• **EXTRACTED MATERIAL**
######
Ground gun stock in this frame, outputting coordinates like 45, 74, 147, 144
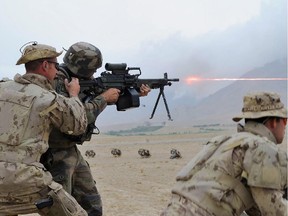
79, 63, 179, 120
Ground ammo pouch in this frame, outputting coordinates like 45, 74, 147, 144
65, 123, 99, 144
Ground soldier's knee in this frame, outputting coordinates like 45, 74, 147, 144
38, 188, 88, 216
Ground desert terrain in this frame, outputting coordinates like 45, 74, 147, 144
22, 125, 287, 216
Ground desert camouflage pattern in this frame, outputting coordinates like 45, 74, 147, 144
233, 92, 288, 122
16, 42, 62, 65
49, 68, 107, 148
63, 42, 102, 78
0, 73, 87, 215
41, 64, 107, 216
163, 122, 287, 216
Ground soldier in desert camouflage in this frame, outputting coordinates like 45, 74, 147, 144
0, 42, 87, 216
41, 42, 150, 216
161, 92, 287, 216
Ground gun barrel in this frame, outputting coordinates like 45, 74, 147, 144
168, 78, 179, 82
105, 63, 127, 71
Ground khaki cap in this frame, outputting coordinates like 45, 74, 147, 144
16, 43, 63, 65
232, 92, 287, 122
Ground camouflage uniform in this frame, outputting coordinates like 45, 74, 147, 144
41, 43, 107, 216
0, 44, 87, 216
161, 93, 287, 216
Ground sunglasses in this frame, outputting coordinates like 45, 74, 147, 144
47, 61, 59, 70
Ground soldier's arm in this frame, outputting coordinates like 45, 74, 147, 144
49, 95, 87, 135
250, 187, 288, 216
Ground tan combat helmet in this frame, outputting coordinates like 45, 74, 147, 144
16, 42, 62, 65
233, 92, 287, 122
63, 42, 102, 78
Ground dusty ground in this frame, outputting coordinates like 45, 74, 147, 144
22, 127, 287, 216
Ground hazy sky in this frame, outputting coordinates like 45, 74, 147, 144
0, 0, 264, 78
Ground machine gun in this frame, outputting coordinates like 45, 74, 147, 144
79, 63, 179, 120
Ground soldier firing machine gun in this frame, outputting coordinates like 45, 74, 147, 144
79, 63, 179, 120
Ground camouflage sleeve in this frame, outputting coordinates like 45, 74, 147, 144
84, 95, 107, 124
250, 187, 288, 216
50, 95, 87, 135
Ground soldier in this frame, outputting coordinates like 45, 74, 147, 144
0, 42, 87, 216
41, 42, 150, 216
161, 92, 287, 216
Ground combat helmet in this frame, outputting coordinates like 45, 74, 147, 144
232, 92, 287, 122
63, 42, 102, 78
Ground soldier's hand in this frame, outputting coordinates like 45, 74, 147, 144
101, 88, 120, 104
64, 77, 80, 97
139, 84, 151, 97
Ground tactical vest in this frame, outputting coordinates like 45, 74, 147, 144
0, 82, 57, 192
49, 65, 97, 148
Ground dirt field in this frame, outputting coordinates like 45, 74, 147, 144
22, 127, 287, 216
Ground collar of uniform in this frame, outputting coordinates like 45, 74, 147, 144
243, 121, 277, 144
14, 73, 54, 90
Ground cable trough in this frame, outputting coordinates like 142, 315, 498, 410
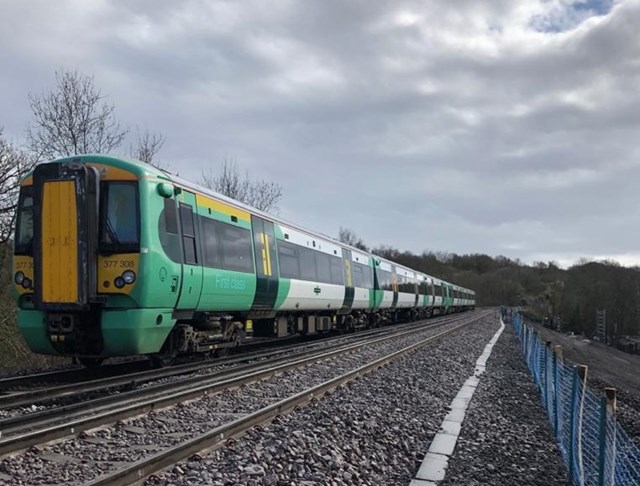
0, 317, 484, 460
80, 314, 486, 486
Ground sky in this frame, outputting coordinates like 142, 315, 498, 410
0, 0, 640, 266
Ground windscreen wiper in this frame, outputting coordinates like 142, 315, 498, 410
105, 218, 120, 251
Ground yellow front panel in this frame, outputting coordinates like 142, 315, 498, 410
11, 255, 33, 295
41, 181, 78, 303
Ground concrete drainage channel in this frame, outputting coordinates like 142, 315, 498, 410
0, 313, 490, 484
87, 317, 479, 486
0, 321, 468, 455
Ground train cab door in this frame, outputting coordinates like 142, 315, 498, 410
342, 248, 355, 311
251, 215, 278, 311
177, 190, 202, 310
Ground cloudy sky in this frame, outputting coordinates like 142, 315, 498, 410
0, 0, 640, 265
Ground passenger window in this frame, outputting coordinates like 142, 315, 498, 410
298, 248, 317, 281
219, 223, 253, 273
314, 252, 331, 283
180, 204, 198, 265
278, 241, 300, 279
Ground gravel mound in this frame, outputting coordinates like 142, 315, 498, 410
147, 318, 499, 486
440, 324, 570, 486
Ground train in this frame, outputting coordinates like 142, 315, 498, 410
13, 155, 475, 366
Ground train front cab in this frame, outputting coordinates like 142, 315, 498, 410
14, 159, 173, 360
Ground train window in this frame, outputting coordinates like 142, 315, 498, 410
329, 257, 344, 285
164, 197, 178, 235
218, 223, 253, 273
351, 263, 364, 287
315, 252, 331, 283
15, 186, 33, 255
298, 248, 317, 280
180, 203, 198, 265
100, 182, 140, 253
278, 240, 300, 279
362, 265, 373, 289
200, 218, 222, 268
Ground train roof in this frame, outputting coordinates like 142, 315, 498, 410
24, 154, 475, 294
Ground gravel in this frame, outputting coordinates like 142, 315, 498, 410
0, 314, 482, 484
440, 324, 570, 486
147, 318, 498, 486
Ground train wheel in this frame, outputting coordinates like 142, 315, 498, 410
78, 358, 104, 368
151, 353, 176, 368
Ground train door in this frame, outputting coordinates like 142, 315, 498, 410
391, 265, 398, 309
177, 190, 202, 310
251, 215, 278, 310
342, 248, 355, 310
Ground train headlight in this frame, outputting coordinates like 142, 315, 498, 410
122, 270, 136, 285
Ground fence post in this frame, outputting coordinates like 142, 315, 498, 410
544, 341, 551, 415
553, 345, 562, 436
598, 388, 617, 485
569, 365, 587, 484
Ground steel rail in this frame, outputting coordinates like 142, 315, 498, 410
0, 319, 450, 410
0, 317, 479, 456
85, 314, 485, 486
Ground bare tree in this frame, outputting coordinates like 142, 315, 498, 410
0, 129, 35, 244
338, 226, 369, 251
129, 128, 166, 169
202, 160, 282, 213
27, 70, 127, 160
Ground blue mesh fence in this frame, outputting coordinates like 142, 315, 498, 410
513, 314, 640, 486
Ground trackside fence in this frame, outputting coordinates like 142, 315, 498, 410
513, 314, 640, 486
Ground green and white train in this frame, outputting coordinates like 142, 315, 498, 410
13, 155, 475, 364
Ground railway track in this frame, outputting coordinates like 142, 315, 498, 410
0, 317, 446, 408
87, 313, 488, 486
0, 312, 482, 455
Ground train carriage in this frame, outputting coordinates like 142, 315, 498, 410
14, 155, 471, 364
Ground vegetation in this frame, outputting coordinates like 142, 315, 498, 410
202, 160, 282, 214
373, 247, 640, 337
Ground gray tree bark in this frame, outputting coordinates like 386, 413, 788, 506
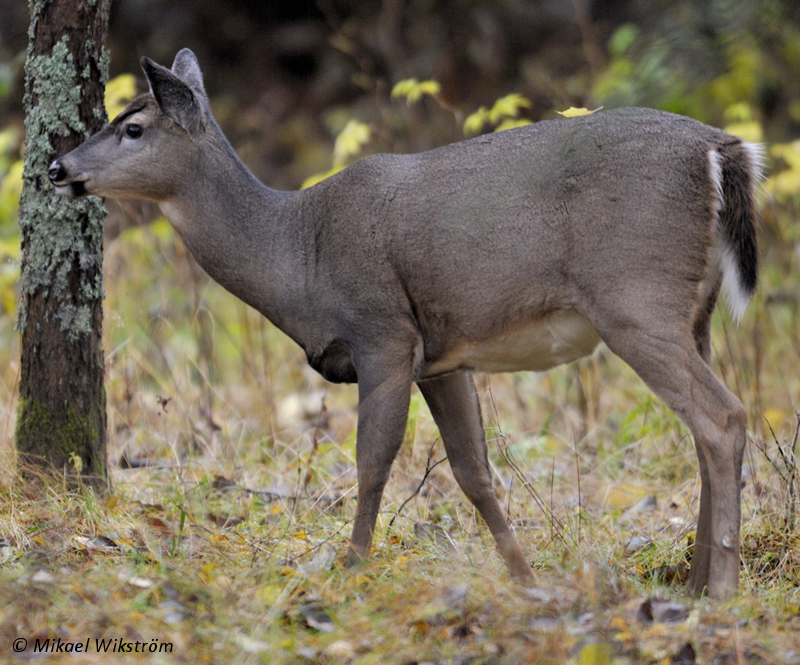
16, 0, 111, 491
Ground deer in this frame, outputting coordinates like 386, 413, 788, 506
48, 49, 762, 599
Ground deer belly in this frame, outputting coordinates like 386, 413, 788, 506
424, 312, 600, 376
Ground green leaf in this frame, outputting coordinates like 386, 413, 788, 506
391, 78, 442, 104
489, 92, 531, 125
464, 106, 489, 136
608, 23, 639, 57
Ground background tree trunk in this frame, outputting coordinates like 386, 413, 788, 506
16, 0, 110, 490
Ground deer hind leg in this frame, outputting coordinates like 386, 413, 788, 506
345, 352, 412, 567
418, 372, 533, 584
600, 317, 747, 598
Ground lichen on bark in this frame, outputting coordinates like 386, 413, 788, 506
17, 35, 105, 341
15, 0, 110, 491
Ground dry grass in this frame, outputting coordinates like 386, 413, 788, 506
0, 209, 800, 665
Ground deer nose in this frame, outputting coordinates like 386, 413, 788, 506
47, 160, 67, 183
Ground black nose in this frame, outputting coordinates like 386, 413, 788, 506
47, 160, 67, 183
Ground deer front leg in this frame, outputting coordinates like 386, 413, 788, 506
344, 354, 412, 567
418, 372, 534, 585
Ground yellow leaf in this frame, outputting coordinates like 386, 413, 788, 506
725, 120, 764, 143
764, 407, 786, 434
494, 118, 531, 132
576, 642, 613, 665
105, 74, 136, 120
333, 120, 372, 167
556, 106, 603, 118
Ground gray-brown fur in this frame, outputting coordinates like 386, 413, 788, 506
51, 50, 758, 596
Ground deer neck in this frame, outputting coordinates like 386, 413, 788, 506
160, 134, 298, 329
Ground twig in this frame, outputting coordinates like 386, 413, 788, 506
389, 439, 447, 529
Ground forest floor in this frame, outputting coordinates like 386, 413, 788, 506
0, 221, 800, 665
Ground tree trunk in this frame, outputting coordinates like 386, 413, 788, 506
16, 0, 111, 491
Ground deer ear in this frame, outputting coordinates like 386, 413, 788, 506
172, 48, 208, 100
142, 58, 204, 136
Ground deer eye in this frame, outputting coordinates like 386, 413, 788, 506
125, 124, 142, 139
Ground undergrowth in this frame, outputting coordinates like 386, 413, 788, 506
0, 210, 800, 664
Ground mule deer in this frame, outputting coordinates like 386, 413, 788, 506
49, 49, 760, 597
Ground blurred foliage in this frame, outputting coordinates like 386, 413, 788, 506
105, 74, 136, 120
463, 92, 531, 136
591, 0, 800, 133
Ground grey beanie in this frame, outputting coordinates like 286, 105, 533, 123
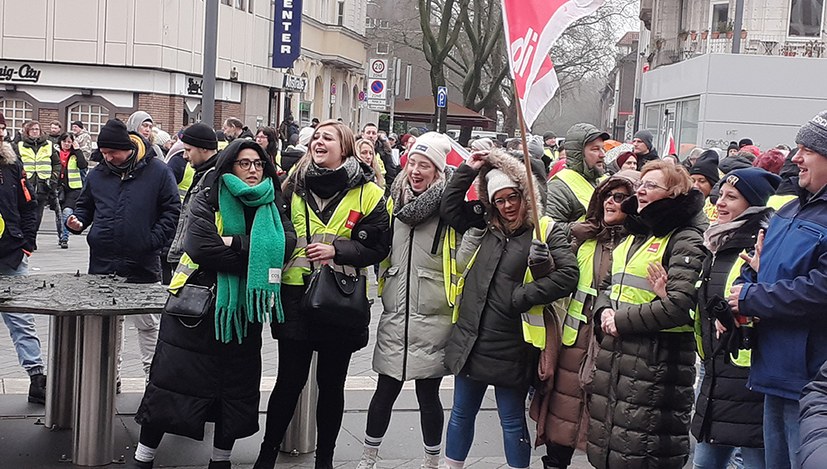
######
• **TASK DESCRIPTION**
Rescale the data from its start up to and including the line with "163, 122, 287, 216", repeating every line with its requests and multiplying each bounding-box coordinate in the answers by 1.75, rounded to whole numbers with halves going up. Keep the sample coordinates in the requests unchanged, and leave the pictures out.

• **FULL ANSWER**
Ground gun stock in this frame, outputting coordinates like 45, 74, 147, 144
138, 110, 313, 210
Ground ammo pouch in this frame, outputting coordinates like 45, 74, 147, 144
114, 215, 173, 252
Ground soldier's knee in this frame, outputting coordinates like 45, 74, 147, 144
67, 329, 154, 378
Ground desert terrain in this frame, outputting coordinates like 45, 74, 147, 144
39, 219, 502, 378
Ground desert camouflage pattern in this frame, outputting coordinates like 45, 74, 147, 144
408, 161, 504, 214
28, 74, 109, 114
86, 119, 187, 259
110, 74, 179, 137
0, 128, 152, 376
72, 112, 187, 378
285, 214, 502, 378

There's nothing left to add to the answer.